**Reading passage**.
The question, then, becomes whether that Social Component of my Personal EV is large enough to overwhelm some of my own personal preferences (I participate in a broader society voluntarily) or whether my personal values overwhelm my consideration of other people’s feelings (I conquer the world and crush you beneath my feet).
Seems to me that to a significant degree the psychopaths are successful because people around them have problems communicating. Information about what the specific psychopath did to whom are usually not shared. If they were easily accessible to people before interacting with the psychopath, a lot of their power would be lost.
Despite being introverted by nature, these days my heuristics for dealing with problematic people is to establish good communication lines among the non-problematic people. Then people often realize that what seemed like their specific problem is in fact almost everyone’s problem with the same person, following the same pattern. When a former mystery becomes an obvious algorithm, it is easier to think about a counter-strategy.

**Tasks to perform**.
(a) In the passage about psychopaths and communication, what does the writer say their current heuristic for dealing with problematic people is?
(b) List each distinct word in the passage about psychopaths and communication that contains the letters "problem".
(c) Continue the passage about psychopaths and communication from its last sentence.

**Given records**.
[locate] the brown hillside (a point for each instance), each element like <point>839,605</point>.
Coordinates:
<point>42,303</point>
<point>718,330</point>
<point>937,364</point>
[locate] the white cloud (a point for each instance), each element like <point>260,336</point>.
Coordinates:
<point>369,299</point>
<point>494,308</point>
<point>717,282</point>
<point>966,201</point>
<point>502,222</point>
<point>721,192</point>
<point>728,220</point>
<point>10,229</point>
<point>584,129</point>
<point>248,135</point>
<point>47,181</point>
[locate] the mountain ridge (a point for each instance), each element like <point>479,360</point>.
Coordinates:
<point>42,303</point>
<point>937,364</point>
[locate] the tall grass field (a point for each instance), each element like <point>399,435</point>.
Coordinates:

**Answer set**.
(a) Establishing good communication lines among the non-problematic people.

(b) problems, problematic, non-problematic, problem

(c)
Sometimes the mentally different person beats you not by using a strategy so complex you wouldn’t understand it, but by using a relatively simple strategy that is so weird to you that you just don’t notice it in the hypothesis space (and instead you imagine something more complex and powerful). But once you have enough data to understand the strategy, sometimes you can find and exploit its flaws.
A specific example of a powerful yet vulnerable strategy is lying strategically to everyone around you and establishing yourself as the only channel of information between different groups of people. Then you can make the group A believe the group B are idiots and vice versa, and make both groups see you as their secret ally. Your strategy can be stable for a long time, because when the groups believe each other to be idiots, they naturally avoid communicating with each other; and when they do, they realize the other side has completely wrong information, which they attribute to the other side’s stupidity, not your strategic lying. -- Yet, if there is a person at each side that becomes suspicious of the manipulator, and if these two people can trust each other enough to meet and share their info (what each of them heard about the other side, and what actually happened), and if they make the result known to their respective groups, then… well, I don’t actually know what happens, because right now I am exactly at this point in my specific undisclosed project… but I hope it can seriously backfire to the manipulator.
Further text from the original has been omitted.